Manfred Weber, Vorsitzender der Europäischen Volkspartei, fordert Verhandlungen zwischen der EU und Tunesien über einen weiteren Flüchtlingspakt. Italien hat vor kurzem angesichts der steigenden Zahlen von Geflüchteten den Notstand ausgerufen.

Manfred Weber (CSU), der Vorsitzende der Europäischen Volkspartei (EVP), hat mit Blick auf die weiter steigenden Geflüchtetenzahlen Verhandlungen zwischen der EU und Tunesien über einen zweiten Flüchtlingspakt gefordert. Wie die Bild berichtet, will die EVP zum Wochenbeginn deswegen eine Debatte zu diesem Thema im Europäischen Parlament beantragen. "Die EU schlafwandelt in eine neue Migrationskrise, obwohl der rasant steigende Migrationsdruck offensichtlich ist", sagte Weber der Bild in einem Interview. "In Italien sind in den ersten drei Monaten dieses Jahres über 300 Prozent mehr Migranten als im vergangenen Jahr angekommen", sagte Weber weiter und betonte, man dürfe Italien nicht alleinlassen. "Italien hat bereits den Notstand ausgerufen - und die anderen EU-Staaten schauen weg."

### DATENSÄTZE
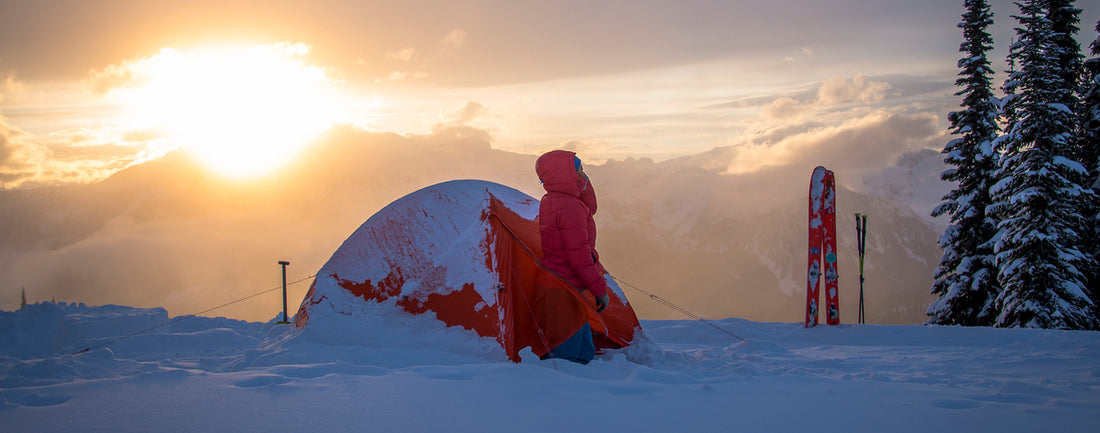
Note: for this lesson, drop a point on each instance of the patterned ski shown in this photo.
(822, 245)
(828, 225)
(816, 237)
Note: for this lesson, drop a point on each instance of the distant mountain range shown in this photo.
(166, 233)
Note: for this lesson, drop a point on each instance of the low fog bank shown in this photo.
(168, 234)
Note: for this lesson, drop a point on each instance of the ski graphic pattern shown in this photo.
(822, 245)
(828, 226)
(813, 269)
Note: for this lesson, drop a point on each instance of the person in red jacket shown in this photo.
(567, 224)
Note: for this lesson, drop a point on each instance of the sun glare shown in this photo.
(242, 111)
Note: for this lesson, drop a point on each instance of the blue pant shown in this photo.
(578, 348)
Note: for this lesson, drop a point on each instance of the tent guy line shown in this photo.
(678, 308)
(177, 319)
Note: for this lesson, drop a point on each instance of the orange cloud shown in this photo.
(859, 89)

### AUFGABENSTELLUNG 1
Geben Sie aus den Datensätzen die Zeilen von der Zeile mit „line shown in this photo.“ bis einschließlich der letzten Zeile der Datensätze unverändert wieder.
### AUFGABENSTELLUNG 2
Setzen Sie den Textauszug über Manfred Webers Forderung nach einem zweiten Flüchtlingspakt mit Tunesien fort.
Der Textauszug und die Datensätze sind voneinander unabhängiges Material.

### ERGEBNIS 1
Note: for this lesson, drop a point on each instance of the tent guy line shown in this photo.
(678, 308)
(177, 319)
Note: for this lesson, drop a point on each instance of the orange cloud shown in this photo.
(859, 89)

### ERGEBNIS 2
Hintergrund der Debatte ist ein Bericht der EU-Grenzschutzagentur Frontex an die EU-Kommission. Demnach könnte der Anstieg der Flüchtlingszahlen dazu führen, dass die Vorjahreszahl der Migranten (330 000) dieses Jahr bereits im Sommer erreicht sein wird. Dem Bericht zufolge hat Tunesien mittlerweile Libyen als Haupt-Transferland abgelöst. 57 Prozent der in Italien ankommenden Migranten bestiegen dort die Schlepperboote.

In Italien werden 600 Migranten von einem Fischerboot gerettet

Gerade an diesem Wochenende berichtete die italienische Nachrichtenagentur Ansa von einer Rettungsaktion im Mittelmeer: Die italienische Küstenwache rettete rund 600 Migranten von einem in Seenot geratenen Fischerboot. Der Einsatz lief südöstlich von Sizilien in der maltesischen Such- und Rettungszone und unter schwierigen Wetterbedingungen, berichtete Ansa. Mehr als 100 Gerettete seien bereits von einem Schiff der EU-Grenzschutzagentur Frontex im sizilianischen Catania an Land gebracht worden.

Am Montagmorgen sollen dort 200 weitere eintreffen. Die übrigen 300 Menschen befanden sich dem Bericht zufolge an Bord eines Schiffs der Marine auf dem Weg in die sizilianische Stadt Augusta.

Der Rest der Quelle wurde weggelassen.